**Goal of the exercise**
Please output the data exactly, minus pictures.

**Exercise material**
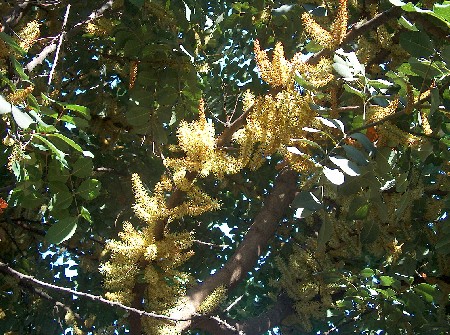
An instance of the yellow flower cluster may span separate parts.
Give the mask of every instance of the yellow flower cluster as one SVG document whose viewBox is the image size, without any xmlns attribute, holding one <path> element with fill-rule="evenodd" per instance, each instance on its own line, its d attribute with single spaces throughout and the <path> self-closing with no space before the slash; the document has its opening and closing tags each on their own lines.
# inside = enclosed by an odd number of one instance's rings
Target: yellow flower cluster
<svg viewBox="0 0 450 335">
<path fill-rule="evenodd" d="M 19 45 L 25 51 L 28 51 L 41 35 L 39 29 L 40 24 L 35 20 L 28 22 L 27 25 L 19 32 Z"/>
<path fill-rule="evenodd" d="M 214 311 L 217 306 L 219 306 L 227 297 L 227 289 L 225 286 L 221 285 L 214 289 L 210 295 L 208 295 L 205 300 L 202 301 L 197 312 L 200 314 L 209 314 Z"/>
<path fill-rule="evenodd" d="M 114 22 L 111 19 L 100 17 L 94 21 L 90 21 L 84 27 L 84 30 L 91 35 L 104 37 L 111 36 L 114 30 Z"/>
<path fill-rule="evenodd" d="M 13 93 L 9 94 L 6 98 L 11 104 L 13 105 L 20 105 L 25 102 L 25 99 L 27 98 L 28 94 L 33 92 L 34 86 L 28 86 L 25 89 L 18 89 L 15 90 Z"/>
<path fill-rule="evenodd" d="M 294 252 L 287 262 L 280 258 L 276 260 L 281 272 L 279 285 L 295 300 L 296 315 L 302 320 L 305 331 L 311 330 L 312 319 L 323 317 L 325 311 L 332 307 L 331 294 L 336 291 L 323 277 L 336 270 L 336 265 L 325 254 L 314 252 L 316 248 L 316 241 L 310 238 L 304 247 L 294 245 Z"/>
<path fill-rule="evenodd" d="M 303 158 L 292 156 L 286 146 L 304 137 L 302 128 L 309 125 L 314 116 L 307 98 L 295 90 L 256 98 L 246 126 L 233 136 L 240 145 L 241 164 L 256 170 L 266 157 L 280 152 L 290 162 L 301 160 L 303 166 Z"/>
<path fill-rule="evenodd" d="M 291 87 L 293 85 L 293 67 L 284 57 L 283 45 L 278 42 L 273 51 L 273 60 L 261 50 L 259 41 L 254 43 L 254 52 L 261 78 L 272 87 Z"/>
<path fill-rule="evenodd" d="M 339 0 L 339 8 L 330 30 L 318 24 L 309 13 L 302 14 L 302 21 L 306 32 L 314 41 L 324 48 L 335 49 L 342 43 L 347 34 L 348 12 L 347 0 Z"/>
<path fill-rule="evenodd" d="M 164 164 L 174 172 L 174 182 L 183 191 L 189 191 L 192 183 L 185 178 L 187 171 L 199 177 L 214 174 L 222 179 L 225 174 L 236 173 L 242 166 L 234 157 L 217 148 L 215 128 L 206 120 L 203 101 L 199 106 L 199 118 L 193 122 L 181 122 L 177 131 L 178 148 L 182 158 L 166 158 Z"/>
</svg>

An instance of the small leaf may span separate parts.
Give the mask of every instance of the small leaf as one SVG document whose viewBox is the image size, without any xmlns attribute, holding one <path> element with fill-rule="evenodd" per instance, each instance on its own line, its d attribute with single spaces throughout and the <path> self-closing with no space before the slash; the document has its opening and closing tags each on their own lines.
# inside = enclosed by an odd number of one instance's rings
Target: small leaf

**Solution for this task**
An instance of the yellow flower cluster may span separate parts.
Give the mask of every instance of the yellow flower cluster as one SVG document whose viewBox is the image size, without any xmlns attribute, holding one <path> element with fill-rule="evenodd" per instance, each instance on its own line, its d attribute with single spaces throughout and the <path> self-closing with no space before the slash; the document has its opening and closing tags each on their own lines.
# inside = enclosed by an odd number of one instance's rings
Target: yellow flower cluster
<svg viewBox="0 0 450 335">
<path fill-rule="evenodd" d="M 19 45 L 25 51 L 28 51 L 41 35 L 39 29 L 40 24 L 35 20 L 28 22 L 27 25 L 19 32 Z"/>
<path fill-rule="evenodd" d="M 214 311 L 217 306 L 219 306 L 227 297 L 227 289 L 225 286 L 221 285 L 214 289 L 210 295 L 208 295 L 205 300 L 202 301 L 197 312 L 200 314 L 209 314 Z"/>
<path fill-rule="evenodd" d="M 114 22 L 111 19 L 100 17 L 94 21 L 90 21 L 84 27 L 84 30 L 91 35 L 104 37 L 111 36 L 114 30 Z"/>
<path fill-rule="evenodd" d="M 13 93 L 9 94 L 6 98 L 11 104 L 13 105 L 20 105 L 25 102 L 25 99 L 27 98 L 28 94 L 33 92 L 34 86 L 28 86 L 25 89 L 18 89 L 15 90 Z"/>
<path fill-rule="evenodd" d="M 294 252 L 287 262 L 280 258 L 276 260 L 281 272 L 279 285 L 295 300 L 296 315 L 302 320 L 305 331 L 311 330 L 312 319 L 323 317 L 325 311 L 332 307 L 331 294 L 336 291 L 323 277 L 336 270 L 336 265 L 325 254 L 314 252 L 316 248 L 316 241 L 310 238 L 304 247 L 294 245 Z"/>
<path fill-rule="evenodd" d="M 303 158 L 292 156 L 286 146 L 304 137 L 302 128 L 309 125 L 314 116 L 307 98 L 295 90 L 256 98 L 246 126 L 233 136 L 240 145 L 241 164 L 256 170 L 266 157 L 280 152 L 290 162 L 301 160 L 303 166 Z"/>
<path fill-rule="evenodd" d="M 291 87 L 293 85 L 293 67 L 284 57 L 283 45 L 278 42 L 273 51 L 273 60 L 261 50 L 259 41 L 254 43 L 254 52 L 261 78 L 272 87 Z"/>
<path fill-rule="evenodd" d="M 339 0 L 339 8 L 330 30 L 318 24 L 309 13 L 302 14 L 302 21 L 306 32 L 314 41 L 324 48 L 335 49 L 342 43 L 347 34 L 348 12 L 347 0 Z"/>
<path fill-rule="evenodd" d="M 164 164 L 174 172 L 174 182 L 183 191 L 189 191 L 192 183 L 185 178 L 187 171 L 199 177 L 214 174 L 222 179 L 225 174 L 236 173 L 242 166 L 234 157 L 217 148 L 215 128 L 206 120 L 203 101 L 199 106 L 199 118 L 193 122 L 181 122 L 177 131 L 178 148 L 182 158 L 166 158 Z"/>
</svg>

An instance of the small leaf may span separate parts.
Give the mask of every instance of the small leaf as one SVG document whose viewBox is the image size, without any xmlns attribute, holding one <path> element with fill-rule="evenodd" per instance, each instance on its own line, its d attribute with single spaces throughout and the <path> self-closing with no space before the slash; the document has its opening and closing tags each on their own lines.
# inside = enclosed by an odd number of one instance's rings
Target: small leaf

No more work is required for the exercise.